TEKS SUMBER
○ ○ ○

Lensaku.ID – Produsen makanan dan minuman global, termasuk Coca-Cola, Nestle dan Danone, memuncaki daftar perusahaan penyumbang terbesar sampah plastik di dunia, menurut sebuah laporan riset anyar yang diterbitkan jurnal Science Advance.
Laporan merujuk pada data 1.576 audit merek (brand audit) sampah plastik di 84 negara, termasuk Indonesia, periode 2018-2022.
Keseluruhan audit merek tersebut berhasil mengidentifikasi 28.570 merek sampah plastik yang tercecer di lingkungan terbuka, semisal pantai, sungai dan taman.
Dari pengolahan data, sampah plastik minuman bersoda Coca-Cola diketahui mencakup 11% dari keseluruhan sampah yang teridentifikasi.
Sampah PepsiCo, juga produsen minuman bersoda, menempati peringkat kedua dengan kontribusi 5% dan disusul porsi sampah Nestle dan Danone, bermarkas di Perancis, yang masing-masingnya tercatat 3%.
Nama besar lainnya yang juga masuk dalam daftar 15 besar perusahaan penyumbang pencemaran plastik global termasuk tiga group bisnis makanan dan minuman asal Indonesia, yakni Wings, Mayora Indah dan Indofood milik Salim Group.
Laporan mengklaim ada korelasi yang kuat antara tingkat produksi yang tinggi dan sampah plastik yang tercecer di lingkungan, sehingga tak mengejutkan bila sampah plastik perusahaan makanan dan minuman mendominasi pencemaran global.

○ ○ ○

DAFTAR CATATAN
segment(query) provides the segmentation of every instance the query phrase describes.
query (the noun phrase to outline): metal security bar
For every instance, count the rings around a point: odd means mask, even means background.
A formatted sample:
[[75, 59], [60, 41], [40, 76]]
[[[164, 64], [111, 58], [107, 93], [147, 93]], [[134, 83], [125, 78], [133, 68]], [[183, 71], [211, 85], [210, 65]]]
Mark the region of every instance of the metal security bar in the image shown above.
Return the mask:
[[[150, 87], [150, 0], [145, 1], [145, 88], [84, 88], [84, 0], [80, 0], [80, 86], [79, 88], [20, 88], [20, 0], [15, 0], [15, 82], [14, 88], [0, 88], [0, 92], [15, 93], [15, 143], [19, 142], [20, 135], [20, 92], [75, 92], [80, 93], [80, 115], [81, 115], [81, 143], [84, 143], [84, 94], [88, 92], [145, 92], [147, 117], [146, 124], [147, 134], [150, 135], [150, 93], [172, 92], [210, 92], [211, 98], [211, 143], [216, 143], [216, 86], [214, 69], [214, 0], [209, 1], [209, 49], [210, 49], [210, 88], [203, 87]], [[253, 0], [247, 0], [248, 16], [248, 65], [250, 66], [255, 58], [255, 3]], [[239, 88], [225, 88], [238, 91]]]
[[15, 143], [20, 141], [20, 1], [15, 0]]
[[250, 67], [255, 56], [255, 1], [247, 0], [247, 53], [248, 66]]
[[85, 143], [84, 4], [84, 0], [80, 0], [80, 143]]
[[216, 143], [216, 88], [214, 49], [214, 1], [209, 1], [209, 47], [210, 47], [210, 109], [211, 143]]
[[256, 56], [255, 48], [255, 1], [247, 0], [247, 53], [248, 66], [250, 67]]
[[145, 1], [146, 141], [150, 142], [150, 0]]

○ ○ ○

TUGAS LATIHAN
Ketik ulang dengan persis bagian teks tentang sampah plastik di atas, dari "Laporan merujuk pada" sampai "sungai dan taman.", termasuk kedua batas itu.

JAWABAN LENGKAP
Laporan merujuk pada data 1.576 audit merek (brand audit) sampah plastik di 84 negara, termasuk Indonesia, periode 2018-2022.
Keseluruhan audit merek tersebut berhasil mengidentifikasi 28.570 merek sampah plastik yang tercecer di lingkungan terbuka, semisal pantai, sungai dan taman.